__Given instruction__
Gather every row below that contains the string "pink", copying each one in full. Case matters, so count only exact matches.

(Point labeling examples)
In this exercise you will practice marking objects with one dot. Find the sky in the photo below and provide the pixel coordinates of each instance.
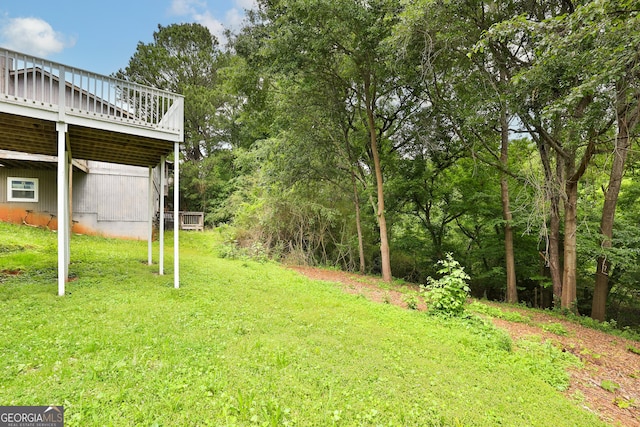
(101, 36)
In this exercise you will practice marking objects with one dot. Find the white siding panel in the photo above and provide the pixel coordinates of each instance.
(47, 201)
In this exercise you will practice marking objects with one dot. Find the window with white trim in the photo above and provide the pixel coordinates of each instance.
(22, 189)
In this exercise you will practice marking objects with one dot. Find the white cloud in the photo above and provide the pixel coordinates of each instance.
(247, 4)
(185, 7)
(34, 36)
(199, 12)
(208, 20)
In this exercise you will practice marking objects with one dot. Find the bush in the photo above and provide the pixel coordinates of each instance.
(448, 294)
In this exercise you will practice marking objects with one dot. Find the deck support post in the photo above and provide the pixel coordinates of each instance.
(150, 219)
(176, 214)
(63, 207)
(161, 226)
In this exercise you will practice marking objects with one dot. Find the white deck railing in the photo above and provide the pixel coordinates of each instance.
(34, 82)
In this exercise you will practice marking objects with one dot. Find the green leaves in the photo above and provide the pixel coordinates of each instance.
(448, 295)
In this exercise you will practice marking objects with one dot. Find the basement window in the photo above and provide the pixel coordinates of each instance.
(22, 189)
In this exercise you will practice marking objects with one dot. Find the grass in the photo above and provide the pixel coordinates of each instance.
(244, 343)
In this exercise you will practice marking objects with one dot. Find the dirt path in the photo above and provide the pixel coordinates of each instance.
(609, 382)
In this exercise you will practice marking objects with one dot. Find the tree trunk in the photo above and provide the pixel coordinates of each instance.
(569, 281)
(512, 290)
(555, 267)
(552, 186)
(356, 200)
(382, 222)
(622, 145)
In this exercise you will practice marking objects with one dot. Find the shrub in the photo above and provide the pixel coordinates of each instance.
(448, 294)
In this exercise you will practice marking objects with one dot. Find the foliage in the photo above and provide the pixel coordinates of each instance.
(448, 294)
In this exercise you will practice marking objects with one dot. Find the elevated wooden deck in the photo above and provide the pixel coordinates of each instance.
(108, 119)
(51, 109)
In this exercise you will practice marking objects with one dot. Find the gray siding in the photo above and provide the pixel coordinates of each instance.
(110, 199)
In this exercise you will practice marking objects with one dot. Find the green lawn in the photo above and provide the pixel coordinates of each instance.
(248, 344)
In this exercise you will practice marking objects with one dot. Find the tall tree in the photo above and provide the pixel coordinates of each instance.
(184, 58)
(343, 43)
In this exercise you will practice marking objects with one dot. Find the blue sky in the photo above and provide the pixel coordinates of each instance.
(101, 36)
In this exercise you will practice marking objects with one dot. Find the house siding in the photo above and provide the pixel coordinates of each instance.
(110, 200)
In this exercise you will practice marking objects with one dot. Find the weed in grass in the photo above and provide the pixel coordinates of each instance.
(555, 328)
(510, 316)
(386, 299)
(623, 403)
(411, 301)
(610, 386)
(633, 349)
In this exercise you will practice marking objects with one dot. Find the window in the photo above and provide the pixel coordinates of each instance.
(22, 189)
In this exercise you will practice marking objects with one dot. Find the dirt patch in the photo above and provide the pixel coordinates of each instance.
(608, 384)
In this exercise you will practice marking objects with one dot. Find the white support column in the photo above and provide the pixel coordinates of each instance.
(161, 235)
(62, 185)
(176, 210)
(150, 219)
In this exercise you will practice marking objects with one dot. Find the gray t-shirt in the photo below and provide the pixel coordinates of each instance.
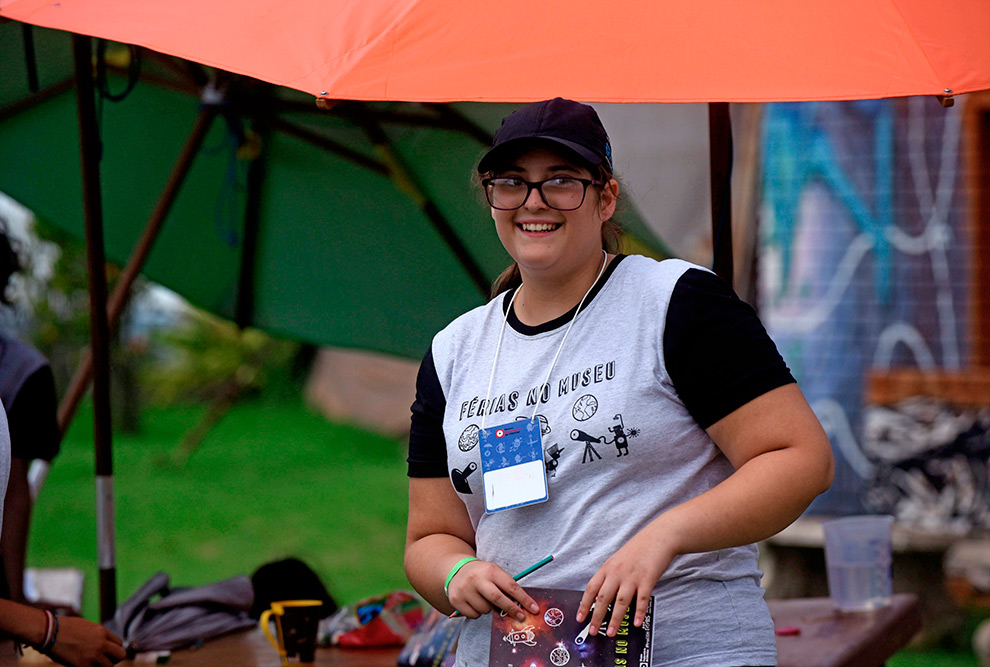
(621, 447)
...
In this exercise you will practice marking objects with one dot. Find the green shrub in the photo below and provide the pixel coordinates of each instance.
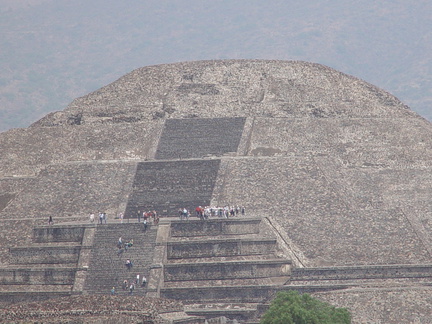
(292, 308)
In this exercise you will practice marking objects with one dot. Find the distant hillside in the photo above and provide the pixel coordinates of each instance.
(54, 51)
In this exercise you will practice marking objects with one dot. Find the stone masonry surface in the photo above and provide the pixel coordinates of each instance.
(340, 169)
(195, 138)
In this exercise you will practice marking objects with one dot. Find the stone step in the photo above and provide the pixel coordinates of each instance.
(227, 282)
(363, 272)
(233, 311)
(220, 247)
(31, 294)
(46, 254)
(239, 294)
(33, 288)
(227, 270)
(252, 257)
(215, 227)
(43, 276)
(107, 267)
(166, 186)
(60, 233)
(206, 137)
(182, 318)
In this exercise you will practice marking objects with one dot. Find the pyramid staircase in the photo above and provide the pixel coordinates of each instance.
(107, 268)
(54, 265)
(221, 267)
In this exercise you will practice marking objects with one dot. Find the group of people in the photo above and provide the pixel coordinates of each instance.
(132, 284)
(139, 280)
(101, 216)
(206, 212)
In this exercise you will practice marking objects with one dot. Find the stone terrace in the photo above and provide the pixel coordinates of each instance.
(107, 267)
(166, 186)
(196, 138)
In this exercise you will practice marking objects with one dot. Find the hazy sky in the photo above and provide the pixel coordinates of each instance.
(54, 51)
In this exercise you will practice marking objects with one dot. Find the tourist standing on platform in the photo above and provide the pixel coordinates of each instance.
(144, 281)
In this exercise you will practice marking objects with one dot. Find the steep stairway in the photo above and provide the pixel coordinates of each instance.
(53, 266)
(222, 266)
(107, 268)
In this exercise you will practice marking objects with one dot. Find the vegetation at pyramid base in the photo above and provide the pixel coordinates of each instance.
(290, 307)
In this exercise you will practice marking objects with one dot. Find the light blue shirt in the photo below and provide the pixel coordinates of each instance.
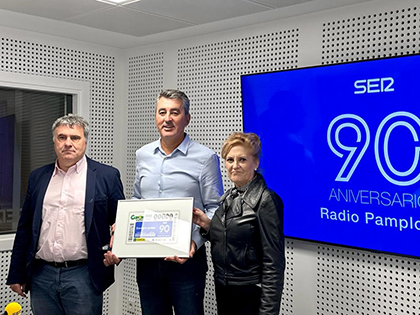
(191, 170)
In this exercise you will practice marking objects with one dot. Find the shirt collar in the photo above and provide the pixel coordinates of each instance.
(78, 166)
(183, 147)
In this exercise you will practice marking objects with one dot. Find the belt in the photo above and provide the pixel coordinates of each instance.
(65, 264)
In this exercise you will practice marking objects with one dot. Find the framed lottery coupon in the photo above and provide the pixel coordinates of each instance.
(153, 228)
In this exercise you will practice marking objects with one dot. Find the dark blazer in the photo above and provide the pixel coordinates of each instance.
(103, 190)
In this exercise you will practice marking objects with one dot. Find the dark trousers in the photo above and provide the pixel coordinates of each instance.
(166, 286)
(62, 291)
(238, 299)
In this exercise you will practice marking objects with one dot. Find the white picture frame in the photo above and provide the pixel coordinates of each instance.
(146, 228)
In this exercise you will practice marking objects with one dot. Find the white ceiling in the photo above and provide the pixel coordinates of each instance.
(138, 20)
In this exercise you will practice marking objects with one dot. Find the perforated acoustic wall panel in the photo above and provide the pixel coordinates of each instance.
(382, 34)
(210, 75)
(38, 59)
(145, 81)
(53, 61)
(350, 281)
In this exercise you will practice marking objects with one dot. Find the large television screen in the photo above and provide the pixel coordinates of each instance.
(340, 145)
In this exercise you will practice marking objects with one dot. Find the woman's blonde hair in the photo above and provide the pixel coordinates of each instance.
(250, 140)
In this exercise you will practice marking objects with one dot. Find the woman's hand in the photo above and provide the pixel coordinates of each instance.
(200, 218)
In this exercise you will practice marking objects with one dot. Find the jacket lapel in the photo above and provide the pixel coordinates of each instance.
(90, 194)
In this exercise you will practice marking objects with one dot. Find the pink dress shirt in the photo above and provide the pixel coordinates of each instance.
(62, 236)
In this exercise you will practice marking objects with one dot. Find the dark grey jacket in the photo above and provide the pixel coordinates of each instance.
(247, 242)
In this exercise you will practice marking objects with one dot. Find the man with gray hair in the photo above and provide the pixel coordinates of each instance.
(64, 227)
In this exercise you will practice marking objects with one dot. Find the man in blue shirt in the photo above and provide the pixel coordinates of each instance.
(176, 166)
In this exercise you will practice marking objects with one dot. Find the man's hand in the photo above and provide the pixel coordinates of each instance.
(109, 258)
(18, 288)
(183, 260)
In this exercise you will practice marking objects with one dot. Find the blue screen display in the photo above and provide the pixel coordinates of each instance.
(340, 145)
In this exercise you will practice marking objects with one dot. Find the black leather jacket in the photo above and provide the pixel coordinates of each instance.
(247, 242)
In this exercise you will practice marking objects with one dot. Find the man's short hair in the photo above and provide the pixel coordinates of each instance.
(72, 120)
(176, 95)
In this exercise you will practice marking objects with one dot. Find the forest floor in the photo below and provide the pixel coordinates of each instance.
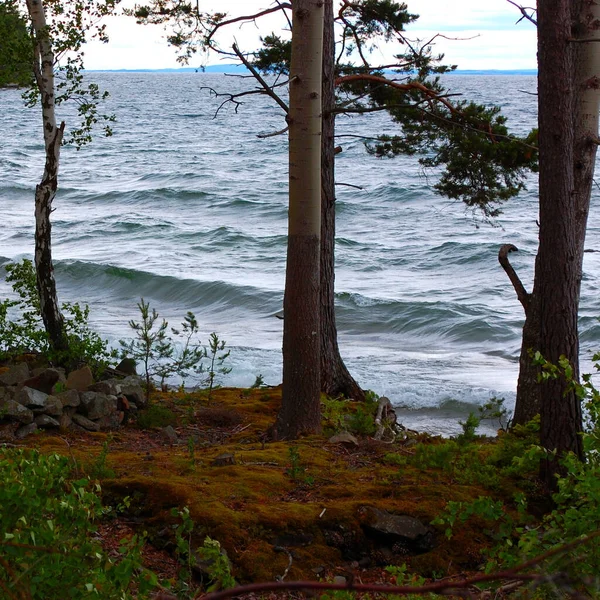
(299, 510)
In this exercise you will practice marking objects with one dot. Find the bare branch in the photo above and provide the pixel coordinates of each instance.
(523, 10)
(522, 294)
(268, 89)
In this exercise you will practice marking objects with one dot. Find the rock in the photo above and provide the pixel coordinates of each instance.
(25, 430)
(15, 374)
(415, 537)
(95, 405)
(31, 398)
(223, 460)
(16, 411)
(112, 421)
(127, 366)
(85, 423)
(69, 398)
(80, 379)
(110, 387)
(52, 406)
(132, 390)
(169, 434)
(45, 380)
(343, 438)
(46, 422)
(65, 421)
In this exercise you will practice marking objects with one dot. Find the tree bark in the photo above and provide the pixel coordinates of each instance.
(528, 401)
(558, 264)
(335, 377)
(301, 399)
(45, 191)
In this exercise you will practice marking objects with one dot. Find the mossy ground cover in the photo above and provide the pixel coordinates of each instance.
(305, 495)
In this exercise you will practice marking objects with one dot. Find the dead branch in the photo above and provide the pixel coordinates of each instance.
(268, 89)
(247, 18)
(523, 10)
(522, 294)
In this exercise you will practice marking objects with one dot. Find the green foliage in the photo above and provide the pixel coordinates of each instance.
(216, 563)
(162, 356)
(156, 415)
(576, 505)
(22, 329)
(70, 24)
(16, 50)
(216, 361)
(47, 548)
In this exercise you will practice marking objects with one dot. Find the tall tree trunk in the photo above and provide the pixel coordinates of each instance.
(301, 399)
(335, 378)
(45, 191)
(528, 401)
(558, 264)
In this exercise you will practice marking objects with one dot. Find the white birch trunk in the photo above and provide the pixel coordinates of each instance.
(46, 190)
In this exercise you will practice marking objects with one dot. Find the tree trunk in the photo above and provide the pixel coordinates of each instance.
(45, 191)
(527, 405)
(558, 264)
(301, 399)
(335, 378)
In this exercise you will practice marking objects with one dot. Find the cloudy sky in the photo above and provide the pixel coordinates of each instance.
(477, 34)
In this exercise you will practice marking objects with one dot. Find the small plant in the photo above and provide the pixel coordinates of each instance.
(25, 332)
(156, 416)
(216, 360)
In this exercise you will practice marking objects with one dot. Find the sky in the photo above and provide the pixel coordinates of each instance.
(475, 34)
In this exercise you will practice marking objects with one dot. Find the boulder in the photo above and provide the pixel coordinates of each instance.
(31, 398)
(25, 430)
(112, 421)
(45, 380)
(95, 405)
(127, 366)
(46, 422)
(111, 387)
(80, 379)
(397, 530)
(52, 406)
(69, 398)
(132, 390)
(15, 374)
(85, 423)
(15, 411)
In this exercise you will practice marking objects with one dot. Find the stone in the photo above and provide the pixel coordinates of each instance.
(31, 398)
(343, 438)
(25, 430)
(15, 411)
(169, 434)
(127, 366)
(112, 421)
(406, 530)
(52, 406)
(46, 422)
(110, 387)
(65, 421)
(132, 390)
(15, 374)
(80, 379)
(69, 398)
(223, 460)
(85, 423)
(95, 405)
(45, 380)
---
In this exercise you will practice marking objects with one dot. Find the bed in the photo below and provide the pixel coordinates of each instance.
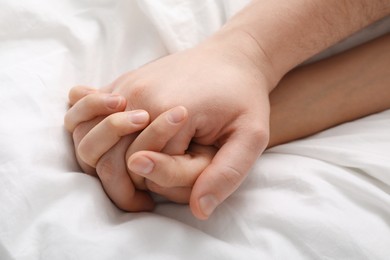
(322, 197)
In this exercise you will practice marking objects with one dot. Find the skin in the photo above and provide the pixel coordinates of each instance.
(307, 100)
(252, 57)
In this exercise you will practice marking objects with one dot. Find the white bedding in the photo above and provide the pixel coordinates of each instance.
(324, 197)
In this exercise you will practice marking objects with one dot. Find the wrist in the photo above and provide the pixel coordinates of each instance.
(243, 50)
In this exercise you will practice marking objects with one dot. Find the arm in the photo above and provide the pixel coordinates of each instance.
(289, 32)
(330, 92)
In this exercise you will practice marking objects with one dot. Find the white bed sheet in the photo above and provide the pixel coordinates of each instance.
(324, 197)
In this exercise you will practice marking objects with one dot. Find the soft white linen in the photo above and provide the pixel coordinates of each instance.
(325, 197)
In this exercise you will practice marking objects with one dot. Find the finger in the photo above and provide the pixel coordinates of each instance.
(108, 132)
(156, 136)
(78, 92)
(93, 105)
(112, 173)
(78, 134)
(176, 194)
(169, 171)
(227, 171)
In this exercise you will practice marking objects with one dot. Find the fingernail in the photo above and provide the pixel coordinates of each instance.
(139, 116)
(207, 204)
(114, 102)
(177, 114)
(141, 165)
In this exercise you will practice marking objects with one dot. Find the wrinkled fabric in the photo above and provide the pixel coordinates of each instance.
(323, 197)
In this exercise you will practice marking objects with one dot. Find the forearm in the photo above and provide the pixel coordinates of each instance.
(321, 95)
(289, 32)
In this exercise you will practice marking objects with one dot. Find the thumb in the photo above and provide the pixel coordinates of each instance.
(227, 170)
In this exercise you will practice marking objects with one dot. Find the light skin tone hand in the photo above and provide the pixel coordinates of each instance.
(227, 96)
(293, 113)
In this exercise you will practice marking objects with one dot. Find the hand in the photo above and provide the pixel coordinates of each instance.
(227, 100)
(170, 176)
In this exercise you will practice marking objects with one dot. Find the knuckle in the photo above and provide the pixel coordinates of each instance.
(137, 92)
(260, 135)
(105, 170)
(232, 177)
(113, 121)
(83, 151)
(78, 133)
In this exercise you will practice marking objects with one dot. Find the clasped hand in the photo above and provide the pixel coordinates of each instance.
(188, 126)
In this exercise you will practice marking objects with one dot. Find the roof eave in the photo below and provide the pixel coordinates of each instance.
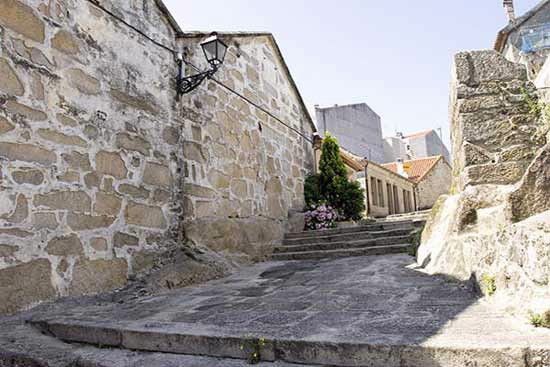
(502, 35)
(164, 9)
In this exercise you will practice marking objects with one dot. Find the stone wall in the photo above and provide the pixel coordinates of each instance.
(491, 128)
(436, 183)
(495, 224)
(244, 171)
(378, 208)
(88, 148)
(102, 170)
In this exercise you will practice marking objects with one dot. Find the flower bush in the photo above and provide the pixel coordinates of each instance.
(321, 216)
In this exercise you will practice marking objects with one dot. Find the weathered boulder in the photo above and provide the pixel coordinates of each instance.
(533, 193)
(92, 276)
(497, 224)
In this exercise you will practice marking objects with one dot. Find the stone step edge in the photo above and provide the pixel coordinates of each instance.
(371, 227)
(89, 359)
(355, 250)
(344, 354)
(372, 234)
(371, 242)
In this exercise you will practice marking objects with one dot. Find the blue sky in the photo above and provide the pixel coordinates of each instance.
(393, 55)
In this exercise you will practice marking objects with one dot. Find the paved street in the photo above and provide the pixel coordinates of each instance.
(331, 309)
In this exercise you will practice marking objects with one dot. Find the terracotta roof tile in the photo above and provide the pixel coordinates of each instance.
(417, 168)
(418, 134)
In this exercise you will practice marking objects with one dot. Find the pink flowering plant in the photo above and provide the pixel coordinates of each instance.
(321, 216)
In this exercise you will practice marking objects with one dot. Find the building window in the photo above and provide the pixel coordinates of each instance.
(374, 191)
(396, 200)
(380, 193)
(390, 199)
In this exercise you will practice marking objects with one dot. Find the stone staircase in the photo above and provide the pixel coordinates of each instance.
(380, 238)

__Answer to this task__
In this exercise you will practice marking objects with one dot. Find the pink dress shirt in the photo above and provide the pixel coordinates of each instance.
In this exercise you will practice marking objects with one dot. Find the pink flowering plant in the photo above and provide the pixel coordinates of each instance.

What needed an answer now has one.